03 Wahlkampf: Claudia Roth in Göppingen

DIE GRÜNEN KÄMPFEN FÜR EINEN POLITIKWECHSEL

Mit einem politischen Schwergewicht haben gestern die Grünen im Kreis die Wahlkampftrommel gerührt: Die Bundesvorsitzende Claudia Roth war zu Gast in Göppingen.

Kampf den „Mappusen“

Claudia Roth zu Gast bei der NWZ – Harsche Kritik an Wahlkampf der CDU

Autorin: SUSANN SCHÖNFELDER | NWZ 03.03.2011

 

Sie hat im Erdkundeunterricht mal abgekupfert. Rot-Grün sind ihre Lieblingsfarben, aber sie verspricht nicht „das Blaue vom Himmel“: Claudia Roth, Bundeschefin der Grünen, stand bei der NWZ Rede und Antwort.

AUFGABE A — Skaliere in den Datensätzen die Zeilen ab der Zeile mit „man in gray“ bis zur Zeile mit „[358,0,570,219]“, beide eingeschlossen. Gib nur diese Zeilen samt Anfragen wieder und multipliziere jede Rahmenkoordinate in den Antworten mit 2,05, gerundet auf ganze Zahlen, Hälften aufwärts.

ZU BEARBEITENDES MATERIAL —

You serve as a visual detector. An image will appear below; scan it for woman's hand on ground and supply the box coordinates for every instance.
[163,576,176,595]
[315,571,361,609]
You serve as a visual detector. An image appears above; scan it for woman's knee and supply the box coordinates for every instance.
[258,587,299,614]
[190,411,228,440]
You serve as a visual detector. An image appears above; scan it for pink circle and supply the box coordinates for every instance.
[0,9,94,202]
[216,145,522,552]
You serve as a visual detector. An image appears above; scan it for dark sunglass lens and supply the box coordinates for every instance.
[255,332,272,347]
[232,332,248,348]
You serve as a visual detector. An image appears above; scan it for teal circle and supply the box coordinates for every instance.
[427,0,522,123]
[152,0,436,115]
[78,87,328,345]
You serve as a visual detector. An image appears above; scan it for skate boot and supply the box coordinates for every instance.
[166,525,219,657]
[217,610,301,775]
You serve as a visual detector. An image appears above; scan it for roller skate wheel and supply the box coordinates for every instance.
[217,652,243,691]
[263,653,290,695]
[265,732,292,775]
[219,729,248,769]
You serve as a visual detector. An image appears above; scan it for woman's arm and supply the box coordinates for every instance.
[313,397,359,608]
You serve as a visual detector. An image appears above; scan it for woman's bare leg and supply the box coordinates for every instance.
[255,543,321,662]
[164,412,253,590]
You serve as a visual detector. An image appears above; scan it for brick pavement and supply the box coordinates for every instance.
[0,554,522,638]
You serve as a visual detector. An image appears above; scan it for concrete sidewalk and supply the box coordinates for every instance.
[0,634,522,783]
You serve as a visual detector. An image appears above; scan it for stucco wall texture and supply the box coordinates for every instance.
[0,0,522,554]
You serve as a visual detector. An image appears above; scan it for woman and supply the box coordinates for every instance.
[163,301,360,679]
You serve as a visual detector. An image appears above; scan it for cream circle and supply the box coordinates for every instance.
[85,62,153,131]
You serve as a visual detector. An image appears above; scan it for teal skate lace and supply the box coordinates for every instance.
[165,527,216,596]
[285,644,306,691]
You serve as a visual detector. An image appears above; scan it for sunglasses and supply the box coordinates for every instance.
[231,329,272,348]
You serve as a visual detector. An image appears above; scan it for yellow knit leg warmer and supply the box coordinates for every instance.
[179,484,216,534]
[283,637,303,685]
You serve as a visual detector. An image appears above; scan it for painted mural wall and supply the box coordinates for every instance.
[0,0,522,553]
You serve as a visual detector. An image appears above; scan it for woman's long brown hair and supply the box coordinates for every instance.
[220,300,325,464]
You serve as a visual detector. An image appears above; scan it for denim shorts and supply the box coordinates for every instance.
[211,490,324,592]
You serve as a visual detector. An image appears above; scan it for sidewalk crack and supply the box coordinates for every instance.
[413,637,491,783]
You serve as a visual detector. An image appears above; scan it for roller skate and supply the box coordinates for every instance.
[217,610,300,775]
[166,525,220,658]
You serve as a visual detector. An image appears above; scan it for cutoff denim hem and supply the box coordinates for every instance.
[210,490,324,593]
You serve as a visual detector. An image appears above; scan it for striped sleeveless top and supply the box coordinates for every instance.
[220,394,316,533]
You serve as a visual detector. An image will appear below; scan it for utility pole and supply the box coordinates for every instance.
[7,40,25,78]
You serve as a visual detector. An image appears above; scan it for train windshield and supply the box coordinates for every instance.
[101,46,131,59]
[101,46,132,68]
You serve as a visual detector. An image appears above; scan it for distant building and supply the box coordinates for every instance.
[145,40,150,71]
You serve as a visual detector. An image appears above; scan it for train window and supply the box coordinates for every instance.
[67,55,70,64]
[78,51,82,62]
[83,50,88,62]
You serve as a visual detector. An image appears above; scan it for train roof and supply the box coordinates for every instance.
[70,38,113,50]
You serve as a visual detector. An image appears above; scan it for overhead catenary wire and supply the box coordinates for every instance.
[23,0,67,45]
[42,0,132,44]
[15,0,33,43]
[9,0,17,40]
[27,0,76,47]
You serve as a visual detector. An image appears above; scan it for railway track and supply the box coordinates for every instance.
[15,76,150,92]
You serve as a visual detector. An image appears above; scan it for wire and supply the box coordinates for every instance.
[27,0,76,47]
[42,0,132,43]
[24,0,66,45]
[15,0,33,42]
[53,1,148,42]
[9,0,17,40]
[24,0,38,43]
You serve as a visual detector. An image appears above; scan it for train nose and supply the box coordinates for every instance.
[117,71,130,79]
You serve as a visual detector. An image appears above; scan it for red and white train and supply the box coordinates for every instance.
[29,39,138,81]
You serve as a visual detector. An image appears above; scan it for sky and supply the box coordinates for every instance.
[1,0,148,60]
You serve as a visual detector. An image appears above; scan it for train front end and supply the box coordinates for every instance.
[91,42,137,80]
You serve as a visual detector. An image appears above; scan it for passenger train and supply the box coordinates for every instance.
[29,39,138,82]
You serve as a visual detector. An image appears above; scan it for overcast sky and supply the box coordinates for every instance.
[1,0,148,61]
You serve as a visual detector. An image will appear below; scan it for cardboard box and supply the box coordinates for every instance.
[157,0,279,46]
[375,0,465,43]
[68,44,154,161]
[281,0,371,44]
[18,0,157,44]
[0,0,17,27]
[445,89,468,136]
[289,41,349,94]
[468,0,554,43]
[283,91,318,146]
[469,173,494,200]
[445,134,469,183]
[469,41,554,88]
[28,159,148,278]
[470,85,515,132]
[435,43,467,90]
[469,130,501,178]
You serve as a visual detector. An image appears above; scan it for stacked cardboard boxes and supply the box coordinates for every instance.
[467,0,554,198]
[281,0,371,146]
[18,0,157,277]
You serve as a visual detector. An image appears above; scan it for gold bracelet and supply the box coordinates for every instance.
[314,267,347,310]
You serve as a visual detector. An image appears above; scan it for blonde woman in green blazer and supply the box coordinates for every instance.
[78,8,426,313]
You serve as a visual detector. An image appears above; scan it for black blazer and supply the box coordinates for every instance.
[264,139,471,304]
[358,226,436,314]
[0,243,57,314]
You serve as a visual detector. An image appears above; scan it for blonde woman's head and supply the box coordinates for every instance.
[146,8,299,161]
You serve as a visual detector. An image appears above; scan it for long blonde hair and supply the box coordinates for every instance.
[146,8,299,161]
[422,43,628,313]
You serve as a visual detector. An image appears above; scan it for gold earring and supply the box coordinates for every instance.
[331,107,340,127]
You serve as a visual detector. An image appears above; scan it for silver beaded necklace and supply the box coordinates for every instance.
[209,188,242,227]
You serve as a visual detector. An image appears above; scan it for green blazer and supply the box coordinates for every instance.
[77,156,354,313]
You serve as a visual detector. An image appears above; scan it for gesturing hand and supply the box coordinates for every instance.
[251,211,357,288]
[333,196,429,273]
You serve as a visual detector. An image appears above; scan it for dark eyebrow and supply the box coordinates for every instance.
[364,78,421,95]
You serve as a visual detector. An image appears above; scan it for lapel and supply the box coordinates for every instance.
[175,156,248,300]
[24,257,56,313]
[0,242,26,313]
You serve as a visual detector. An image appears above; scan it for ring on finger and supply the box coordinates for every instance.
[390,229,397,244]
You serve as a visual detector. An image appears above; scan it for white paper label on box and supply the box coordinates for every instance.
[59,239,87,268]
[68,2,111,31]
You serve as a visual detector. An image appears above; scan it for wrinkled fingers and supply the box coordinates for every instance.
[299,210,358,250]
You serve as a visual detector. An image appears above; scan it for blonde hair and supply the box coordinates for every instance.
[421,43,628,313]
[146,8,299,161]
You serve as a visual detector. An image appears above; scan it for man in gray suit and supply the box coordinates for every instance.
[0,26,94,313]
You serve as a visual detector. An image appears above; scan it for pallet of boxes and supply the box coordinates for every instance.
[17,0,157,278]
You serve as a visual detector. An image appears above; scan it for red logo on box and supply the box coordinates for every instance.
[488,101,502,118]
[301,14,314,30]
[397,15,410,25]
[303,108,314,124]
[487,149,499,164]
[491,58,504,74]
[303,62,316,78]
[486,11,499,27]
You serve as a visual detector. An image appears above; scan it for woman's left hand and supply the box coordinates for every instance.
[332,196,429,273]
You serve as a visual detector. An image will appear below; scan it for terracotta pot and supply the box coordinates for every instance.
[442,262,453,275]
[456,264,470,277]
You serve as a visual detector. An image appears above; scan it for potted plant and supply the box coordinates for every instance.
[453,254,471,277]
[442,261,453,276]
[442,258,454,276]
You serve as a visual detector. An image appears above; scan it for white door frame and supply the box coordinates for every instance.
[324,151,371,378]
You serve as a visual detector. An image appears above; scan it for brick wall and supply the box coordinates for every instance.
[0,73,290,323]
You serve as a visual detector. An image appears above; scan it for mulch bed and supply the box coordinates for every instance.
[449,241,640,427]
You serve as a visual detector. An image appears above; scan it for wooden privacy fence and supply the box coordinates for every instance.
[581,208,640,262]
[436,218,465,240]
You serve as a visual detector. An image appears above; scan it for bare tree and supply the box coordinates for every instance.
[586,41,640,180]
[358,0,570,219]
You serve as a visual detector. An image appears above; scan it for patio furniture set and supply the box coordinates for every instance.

AUFGABE B — Schreibe den Artikel über Claudia Roth in Göppingen ab „Autorin: SUSANN SCHÖNFELDER“ bis einschließlich „Rede und Antwort.“ neu und setze dabei „Geschichtsunterricht“ an die Stelle von „Erdkundeunterricht“.

ERGEBNIS A —
You serve as a visual detector. An image appears above; scan it for man in gray suit and supply the box coordinates for every instance.
[0,53,193,642]
You serve as a visual detector. An image appears above; scan it for pallet of boxes and supply the box coordinates for every instance.
[35,0,322,570]
You serve as a visual detector. An image appears above; scan it for red logo on box and supply the box coordinates for every instance.
[1000,207,1029,242]
[617,29,644,62]
[814,31,841,51]
[621,221,644,254]
[998,305,1023,336]
[1007,119,1033,152]
[621,127,648,160]
[996,23,1023,55]
You serve as a visual detector. An image appears above; scan it for woman's left hand and supply the box coordinates for every instance.
[681,402,879,560]
You serve as a visual detector. An image will appear below; scan it for terracotta pot and supply the box coordinates for every instance.
[906,537,929,564]
[935,541,964,568]
You serve as a visual detector. An image appears above; scan it for potted plant and supply the box coordinates for every instance.
[929,521,966,568]
[906,535,929,566]
[906,529,931,566]
You serve as a visual detector. An image appears above; scan it for white door frame and supply the box coordinates for every instance.
[664,310,761,775]
You serve as a visual detector. An image appears above; scan it for brick wall and supply the box coordinates for every instance.
[0,150,595,662]
You serve as a visual detector. An image appears above; scan it for mulch bed and supply the box coordinates for every instance.
[920,494,1312,875]
You serve as a visual detector. An image appears above; scan it for wooden privacy fence and supply the box coordinates for every instance.
[1191,426,1312,537]
[894,447,953,492]
You serve as a visual detector. An image appears above; scan it for bare tree and supply the box coordinates for every instance.
[1201,84,1312,369]
[734,0,1169,449]

ERGEBNIS B —
Autorin: SUSANN SCHÖNFELDER | NWZ 03.03.2011

 

Sie hat im Geschichtsunterricht mal abgekupfert. Rot-Grün sind ihre Lieblingsfarben, aber sie verspricht nicht „das Blaue vom Himmel“: Claudia Roth, Bundeschefin der Grünen, stand bei der NWZ Rede und Antwort.